Exercise description: Shorten the paragraph beginning "In the last couple decades" in the text on celebrity culture below, keeping its main facts.
** Begin Text block **
Audiences are led to believe that they are entitled to the personal lives of the celebrity, and the harsh criticisms and comments that celebrities receive are more often just seen as a consequence to stardom than it is seen as harmful. 

Celebrities aren’t the only ones hurt by this process, however. Our lives are more impacted than ever by celebrity culture in the 21st century. 

In the last couple decades, there have been ample academic studies conducted on the impact of celebrity culture in the digital age. An increasing amount of research is showing that there may be a significant link between celebrity culture and mental health concerns, predominantly affecting younger audiences and women. 

The chase for well-knownness is hastening and a significant amount of people are showing a willingness to do whatever it takes to achieve fame, even if it comes in the form of notoriety. 

The ability to be seen online and gain fame in a substantially low amount of time from doing something is an alluring concept. We are currently in a gray area of celebrity in which you can receive renown through means other than job title.
** End Text block **
** Begin Records provided **
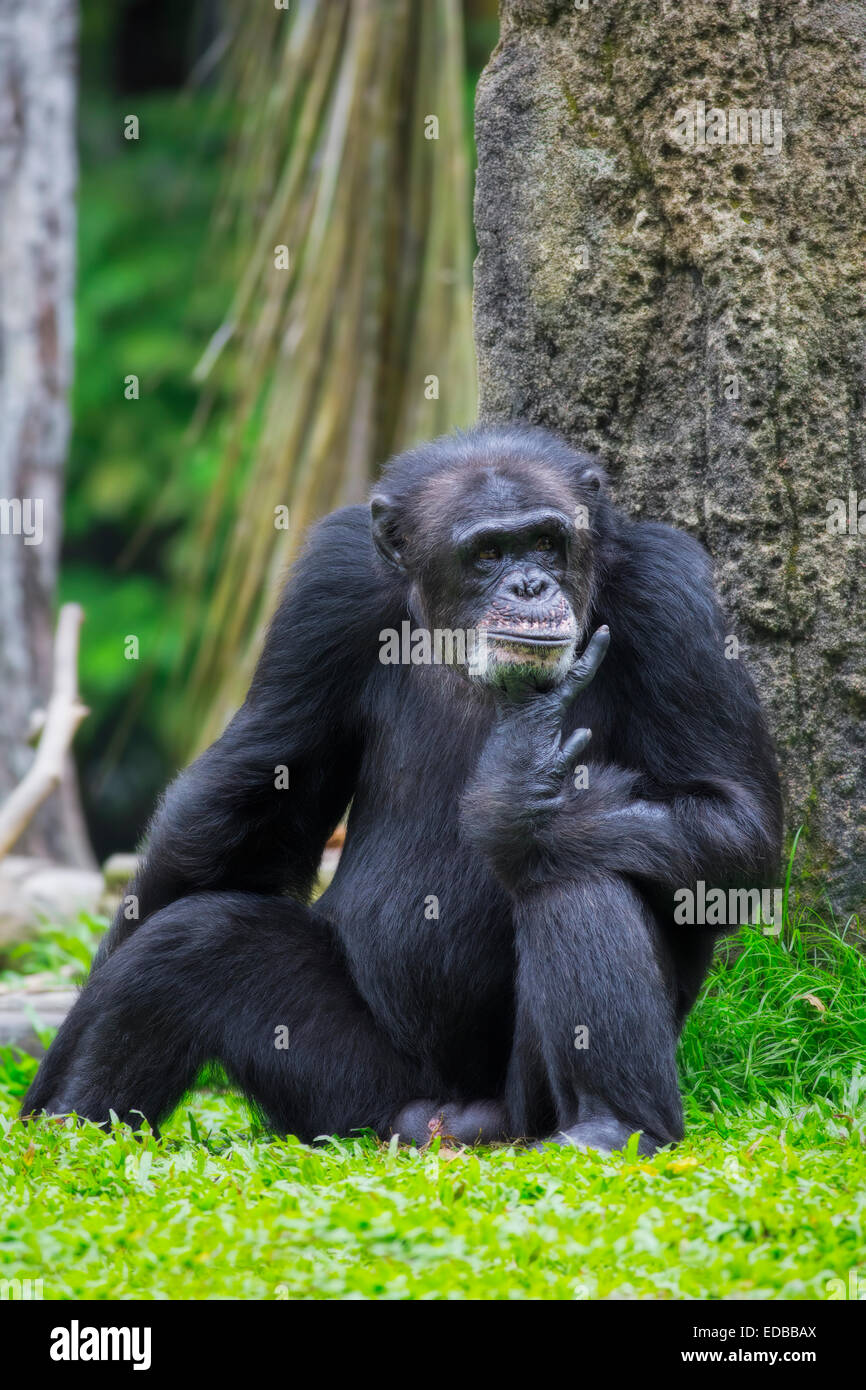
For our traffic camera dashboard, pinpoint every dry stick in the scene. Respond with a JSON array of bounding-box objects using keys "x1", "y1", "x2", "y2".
[{"x1": 0, "y1": 603, "x2": 89, "y2": 859}]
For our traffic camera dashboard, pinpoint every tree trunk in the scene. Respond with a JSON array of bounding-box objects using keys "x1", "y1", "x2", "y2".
[
  {"x1": 475, "y1": 0, "x2": 866, "y2": 910},
  {"x1": 0, "y1": 0, "x2": 89, "y2": 862}
]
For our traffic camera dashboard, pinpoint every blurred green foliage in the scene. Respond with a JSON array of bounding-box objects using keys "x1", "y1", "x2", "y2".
[
  {"x1": 67, "y1": 0, "x2": 498, "y2": 858},
  {"x1": 61, "y1": 92, "x2": 232, "y2": 853}
]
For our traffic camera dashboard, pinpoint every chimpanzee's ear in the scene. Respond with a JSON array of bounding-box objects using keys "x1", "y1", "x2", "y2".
[{"x1": 370, "y1": 492, "x2": 406, "y2": 570}]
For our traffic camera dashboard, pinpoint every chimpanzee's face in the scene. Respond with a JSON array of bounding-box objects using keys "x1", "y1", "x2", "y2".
[
  {"x1": 374, "y1": 467, "x2": 592, "y2": 687},
  {"x1": 453, "y1": 506, "x2": 580, "y2": 685}
]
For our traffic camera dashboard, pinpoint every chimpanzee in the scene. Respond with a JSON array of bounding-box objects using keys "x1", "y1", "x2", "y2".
[{"x1": 24, "y1": 424, "x2": 781, "y2": 1152}]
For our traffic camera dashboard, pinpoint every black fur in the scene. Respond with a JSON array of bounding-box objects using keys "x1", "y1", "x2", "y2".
[{"x1": 24, "y1": 427, "x2": 780, "y2": 1148}]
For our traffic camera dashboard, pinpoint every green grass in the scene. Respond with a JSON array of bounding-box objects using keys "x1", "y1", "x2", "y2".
[{"x1": 0, "y1": 900, "x2": 866, "y2": 1300}]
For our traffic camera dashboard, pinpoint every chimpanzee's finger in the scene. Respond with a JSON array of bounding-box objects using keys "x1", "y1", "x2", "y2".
[{"x1": 560, "y1": 624, "x2": 610, "y2": 712}]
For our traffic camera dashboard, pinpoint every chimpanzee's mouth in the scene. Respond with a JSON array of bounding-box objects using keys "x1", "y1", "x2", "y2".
[{"x1": 487, "y1": 627, "x2": 574, "y2": 646}]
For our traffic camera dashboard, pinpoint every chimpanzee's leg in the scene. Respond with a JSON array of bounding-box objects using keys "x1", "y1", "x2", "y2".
[
  {"x1": 24, "y1": 892, "x2": 435, "y2": 1140},
  {"x1": 507, "y1": 874, "x2": 683, "y2": 1152}
]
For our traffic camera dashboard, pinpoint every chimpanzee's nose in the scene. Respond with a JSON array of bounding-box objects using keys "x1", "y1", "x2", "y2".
[{"x1": 510, "y1": 574, "x2": 550, "y2": 599}]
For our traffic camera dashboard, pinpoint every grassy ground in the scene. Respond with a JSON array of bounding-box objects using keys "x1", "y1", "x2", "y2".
[{"x1": 0, "y1": 906, "x2": 866, "y2": 1300}]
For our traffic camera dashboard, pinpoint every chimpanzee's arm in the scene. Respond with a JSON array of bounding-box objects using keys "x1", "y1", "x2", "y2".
[
  {"x1": 95, "y1": 507, "x2": 378, "y2": 966},
  {"x1": 464, "y1": 527, "x2": 780, "y2": 891}
]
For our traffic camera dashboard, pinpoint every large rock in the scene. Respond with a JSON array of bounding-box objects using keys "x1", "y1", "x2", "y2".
[
  {"x1": 0, "y1": 855, "x2": 103, "y2": 949},
  {"x1": 475, "y1": 0, "x2": 866, "y2": 908}
]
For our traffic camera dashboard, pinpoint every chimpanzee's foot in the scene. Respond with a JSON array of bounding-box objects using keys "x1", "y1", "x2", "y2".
[
  {"x1": 531, "y1": 1116, "x2": 660, "y2": 1158},
  {"x1": 391, "y1": 1101, "x2": 509, "y2": 1145}
]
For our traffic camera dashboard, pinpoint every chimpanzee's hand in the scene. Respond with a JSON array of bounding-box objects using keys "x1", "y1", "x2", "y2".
[{"x1": 463, "y1": 627, "x2": 610, "y2": 852}]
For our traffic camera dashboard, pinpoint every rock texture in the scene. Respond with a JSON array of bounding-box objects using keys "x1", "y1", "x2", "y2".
[{"x1": 475, "y1": 0, "x2": 866, "y2": 910}]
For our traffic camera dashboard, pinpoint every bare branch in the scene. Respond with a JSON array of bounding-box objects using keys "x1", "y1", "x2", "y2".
[{"x1": 0, "y1": 603, "x2": 89, "y2": 858}]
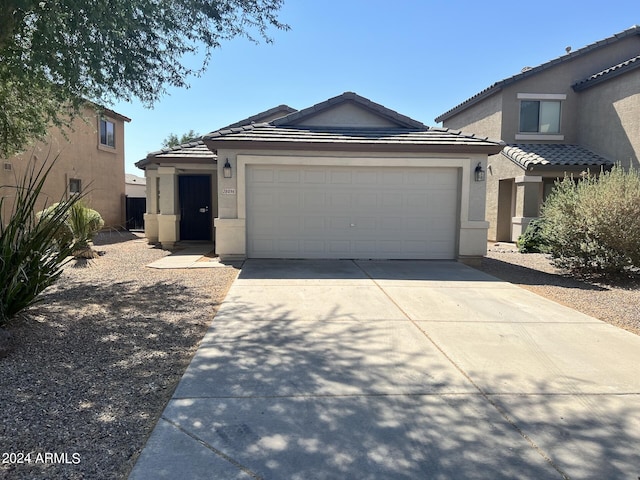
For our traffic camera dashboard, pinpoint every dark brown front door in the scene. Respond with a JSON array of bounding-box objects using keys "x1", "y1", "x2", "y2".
[{"x1": 178, "y1": 175, "x2": 213, "y2": 240}]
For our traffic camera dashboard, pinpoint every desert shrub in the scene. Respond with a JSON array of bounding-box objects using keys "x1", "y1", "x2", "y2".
[
  {"x1": 516, "y1": 218, "x2": 547, "y2": 253},
  {"x1": 38, "y1": 202, "x2": 104, "y2": 258},
  {"x1": 67, "y1": 203, "x2": 104, "y2": 258},
  {"x1": 542, "y1": 165, "x2": 640, "y2": 274},
  {"x1": 0, "y1": 160, "x2": 79, "y2": 327}
]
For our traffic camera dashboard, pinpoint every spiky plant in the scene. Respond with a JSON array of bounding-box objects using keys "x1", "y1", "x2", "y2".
[
  {"x1": 67, "y1": 202, "x2": 104, "y2": 258},
  {"x1": 0, "y1": 158, "x2": 81, "y2": 327}
]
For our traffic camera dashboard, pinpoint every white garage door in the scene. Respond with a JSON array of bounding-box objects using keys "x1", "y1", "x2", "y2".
[{"x1": 246, "y1": 165, "x2": 458, "y2": 259}]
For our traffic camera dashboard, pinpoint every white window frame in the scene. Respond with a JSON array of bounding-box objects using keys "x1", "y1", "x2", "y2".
[
  {"x1": 69, "y1": 178, "x2": 82, "y2": 195},
  {"x1": 516, "y1": 93, "x2": 567, "y2": 140},
  {"x1": 98, "y1": 117, "x2": 116, "y2": 148}
]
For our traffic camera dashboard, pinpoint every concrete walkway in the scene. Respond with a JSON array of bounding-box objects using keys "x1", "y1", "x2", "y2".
[
  {"x1": 147, "y1": 242, "x2": 228, "y2": 269},
  {"x1": 130, "y1": 260, "x2": 640, "y2": 480}
]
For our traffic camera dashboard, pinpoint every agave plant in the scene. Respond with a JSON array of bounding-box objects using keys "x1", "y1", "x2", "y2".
[
  {"x1": 67, "y1": 202, "x2": 104, "y2": 258},
  {"x1": 0, "y1": 158, "x2": 81, "y2": 327}
]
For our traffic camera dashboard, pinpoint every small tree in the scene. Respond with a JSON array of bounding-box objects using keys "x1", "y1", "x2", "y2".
[
  {"x1": 0, "y1": 160, "x2": 80, "y2": 327},
  {"x1": 542, "y1": 165, "x2": 640, "y2": 274},
  {"x1": 162, "y1": 130, "x2": 200, "y2": 148},
  {"x1": 37, "y1": 202, "x2": 104, "y2": 258}
]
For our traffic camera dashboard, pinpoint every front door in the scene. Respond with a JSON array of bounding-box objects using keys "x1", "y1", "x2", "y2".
[{"x1": 178, "y1": 175, "x2": 213, "y2": 241}]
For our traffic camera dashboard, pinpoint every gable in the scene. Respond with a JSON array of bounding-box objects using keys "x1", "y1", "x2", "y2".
[
  {"x1": 270, "y1": 92, "x2": 427, "y2": 130},
  {"x1": 296, "y1": 102, "x2": 402, "y2": 128}
]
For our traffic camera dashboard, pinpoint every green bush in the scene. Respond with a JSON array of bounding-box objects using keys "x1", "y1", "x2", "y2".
[
  {"x1": 516, "y1": 218, "x2": 547, "y2": 253},
  {"x1": 0, "y1": 160, "x2": 79, "y2": 327},
  {"x1": 542, "y1": 165, "x2": 640, "y2": 274},
  {"x1": 38, "y1": 202, "x2": 104, "y2": 258}
]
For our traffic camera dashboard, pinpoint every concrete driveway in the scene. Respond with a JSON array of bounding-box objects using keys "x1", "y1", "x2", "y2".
[{"x1": 130, "y1": 260, "x2": 640, "y2": 480}]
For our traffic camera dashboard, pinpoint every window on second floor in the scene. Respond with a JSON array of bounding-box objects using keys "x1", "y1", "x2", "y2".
[
  {"x1": 516, "y1": 93, "x2": 567, "y2": 140},
  {"x1": 520, "y1": 100, "x2": 560, "y2": 134},
  {"x1": 100, "y1": 118, "x2": 116, "y2": 148},
  {"x1": 69, "y1": 178, "x2": 82, "y2": 195}
]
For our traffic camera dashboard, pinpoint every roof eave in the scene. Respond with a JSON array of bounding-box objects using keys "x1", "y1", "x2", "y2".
[
  {"x1": 571, "y1": 61, "x2": 640, "y2": 92},
  {"x1": 204, "y1": 139, "x2": 505, "y2": 155}
]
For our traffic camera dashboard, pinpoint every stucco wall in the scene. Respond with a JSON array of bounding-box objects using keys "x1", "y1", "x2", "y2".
[
  {"x1": 215, "y1": 149, "x2": 487, "y2": 258},
  {"x1": 443, "y1": 35, "x2": 640, "y2": 147},
  {"x1": 578, "y1": 70, "x2": 640, "y2": 167},
  {"x1": 486, "y1": 154, "x2": 525, "y2": 241},
  {"x1": 0, "y1": 108, "x2": 125, "y2": 227}
]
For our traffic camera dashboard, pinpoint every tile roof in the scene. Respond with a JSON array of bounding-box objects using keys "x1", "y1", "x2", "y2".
[
  {"x1": 135, "y1": 105, "x2": 297, "y2": 170},
  {"x1": 571, "y1": 55, "x2": 640, "y2": 92},
  {"x1": 502, "y1": 143, "x2": 613, "y2": 169},
  {"x1": 223, "y1": 105, "x2": 297, "y2": 128},
  {"x1": 435, "y1": 25, "x2": 640, "y2": 122},
  {"x1": 271, "y1": 92, "x2": 426, "y2": 128},
  {"x1": 135, "y1": 139, "x2": 216, "y2": 170},
  {"x1": 204, "y1": 122, "x2": 504, "y2": 153}
]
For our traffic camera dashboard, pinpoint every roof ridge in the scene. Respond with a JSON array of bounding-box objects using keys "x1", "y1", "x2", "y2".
[
  {"x1": 270, "y1": 92, "x2": 428, "y2": 129},
  {"x1": 571, "y1": 55, "x2": 640, "y2": 92}
]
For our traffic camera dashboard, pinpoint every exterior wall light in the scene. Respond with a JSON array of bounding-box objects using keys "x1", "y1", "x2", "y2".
[{"x1": 222, "y1": 158, "x2": 232, "y2": 178}]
** End Records provided **
The completed task: Many studies over recent decades have looked at celebrity culture in the digital age. More and more of this research suggests a significant link between celebrity culture and mental health concerns, mostly affecting younger audiences and women.